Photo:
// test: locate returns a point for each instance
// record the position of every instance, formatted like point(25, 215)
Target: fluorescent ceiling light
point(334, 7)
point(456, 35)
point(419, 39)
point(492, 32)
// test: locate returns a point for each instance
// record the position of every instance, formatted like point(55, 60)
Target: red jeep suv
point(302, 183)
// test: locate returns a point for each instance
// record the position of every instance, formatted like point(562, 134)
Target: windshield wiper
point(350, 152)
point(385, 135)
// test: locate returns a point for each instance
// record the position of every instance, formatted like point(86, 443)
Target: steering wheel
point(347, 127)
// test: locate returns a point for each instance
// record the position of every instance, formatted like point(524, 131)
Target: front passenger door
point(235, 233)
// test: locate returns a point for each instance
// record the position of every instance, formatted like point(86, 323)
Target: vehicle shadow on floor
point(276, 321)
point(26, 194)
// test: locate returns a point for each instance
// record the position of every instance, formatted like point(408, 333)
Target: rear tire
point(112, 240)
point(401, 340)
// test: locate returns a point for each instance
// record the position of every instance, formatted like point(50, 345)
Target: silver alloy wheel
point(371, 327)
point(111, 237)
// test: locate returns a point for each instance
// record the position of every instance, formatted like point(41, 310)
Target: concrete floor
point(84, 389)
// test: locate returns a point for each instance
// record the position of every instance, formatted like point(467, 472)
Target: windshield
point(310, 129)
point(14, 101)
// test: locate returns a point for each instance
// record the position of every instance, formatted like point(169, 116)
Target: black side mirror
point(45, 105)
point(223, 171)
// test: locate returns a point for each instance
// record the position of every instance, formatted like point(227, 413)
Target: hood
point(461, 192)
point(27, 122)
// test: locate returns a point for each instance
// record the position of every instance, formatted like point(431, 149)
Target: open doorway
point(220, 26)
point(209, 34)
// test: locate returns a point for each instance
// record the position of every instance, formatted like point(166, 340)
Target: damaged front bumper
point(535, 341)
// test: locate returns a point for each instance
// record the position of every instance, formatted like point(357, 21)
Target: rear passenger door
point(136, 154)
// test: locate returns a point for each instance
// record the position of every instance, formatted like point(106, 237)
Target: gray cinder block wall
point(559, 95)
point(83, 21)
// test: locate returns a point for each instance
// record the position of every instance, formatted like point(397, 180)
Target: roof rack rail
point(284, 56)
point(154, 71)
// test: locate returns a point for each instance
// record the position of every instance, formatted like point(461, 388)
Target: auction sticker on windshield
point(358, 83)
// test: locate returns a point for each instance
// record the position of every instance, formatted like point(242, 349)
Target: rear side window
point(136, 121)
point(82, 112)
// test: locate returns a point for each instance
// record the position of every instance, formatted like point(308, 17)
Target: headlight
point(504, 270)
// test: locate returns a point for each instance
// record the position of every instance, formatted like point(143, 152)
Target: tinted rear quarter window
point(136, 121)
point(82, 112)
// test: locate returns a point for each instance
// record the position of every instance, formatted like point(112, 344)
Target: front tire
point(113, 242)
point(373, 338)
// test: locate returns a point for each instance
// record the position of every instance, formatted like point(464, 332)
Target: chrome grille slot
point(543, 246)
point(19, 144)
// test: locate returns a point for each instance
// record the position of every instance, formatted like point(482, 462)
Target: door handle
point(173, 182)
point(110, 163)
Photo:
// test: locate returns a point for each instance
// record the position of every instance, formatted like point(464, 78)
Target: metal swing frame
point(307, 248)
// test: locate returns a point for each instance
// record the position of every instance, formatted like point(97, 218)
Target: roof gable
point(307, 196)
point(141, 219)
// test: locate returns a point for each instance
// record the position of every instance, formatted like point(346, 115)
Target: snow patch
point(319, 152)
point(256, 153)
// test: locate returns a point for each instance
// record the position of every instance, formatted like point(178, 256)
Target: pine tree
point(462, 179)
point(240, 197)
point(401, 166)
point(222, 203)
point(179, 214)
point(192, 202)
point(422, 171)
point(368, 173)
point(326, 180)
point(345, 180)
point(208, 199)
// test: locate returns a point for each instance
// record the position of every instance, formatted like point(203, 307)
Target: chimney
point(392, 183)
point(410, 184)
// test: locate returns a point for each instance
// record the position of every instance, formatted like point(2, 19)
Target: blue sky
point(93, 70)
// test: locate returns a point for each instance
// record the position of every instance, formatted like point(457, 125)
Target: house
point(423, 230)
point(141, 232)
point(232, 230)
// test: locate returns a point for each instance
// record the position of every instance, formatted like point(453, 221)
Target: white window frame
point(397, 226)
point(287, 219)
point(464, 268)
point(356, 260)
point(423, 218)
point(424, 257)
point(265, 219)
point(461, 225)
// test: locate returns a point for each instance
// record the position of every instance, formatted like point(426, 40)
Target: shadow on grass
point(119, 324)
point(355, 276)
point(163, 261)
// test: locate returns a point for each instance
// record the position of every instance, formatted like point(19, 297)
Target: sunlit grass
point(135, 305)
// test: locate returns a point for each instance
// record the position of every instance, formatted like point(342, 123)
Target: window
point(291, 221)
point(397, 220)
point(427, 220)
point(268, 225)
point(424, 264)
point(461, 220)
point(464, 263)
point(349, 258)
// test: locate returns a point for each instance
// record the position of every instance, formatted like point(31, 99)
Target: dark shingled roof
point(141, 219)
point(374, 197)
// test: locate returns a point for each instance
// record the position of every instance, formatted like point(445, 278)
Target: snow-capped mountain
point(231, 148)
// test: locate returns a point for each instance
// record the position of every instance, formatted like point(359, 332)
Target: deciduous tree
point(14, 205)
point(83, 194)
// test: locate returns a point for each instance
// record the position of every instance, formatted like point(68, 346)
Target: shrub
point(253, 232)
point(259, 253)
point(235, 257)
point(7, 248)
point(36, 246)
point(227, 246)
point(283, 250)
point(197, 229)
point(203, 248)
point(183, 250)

- PROBLEM -
Reproduce every line from the start of the records through the line containing "point(492, 32)", inclusive, with the requests kept as they are and the sample in each format note left unchanged. Rescale each coordinate in the answer points by multiplying it by 0.9 and rounding to a whole number, with halves rounded up.

- RESPONSE TO THIS TASK -
Photo:
// test: locate returns a point for each instance
// record the position of every instance, formatted like point(25, 215)
Target: fluorescent ceiling light
point(301, 6)
point(410, 32)
point(377, 35)
point(443, 29)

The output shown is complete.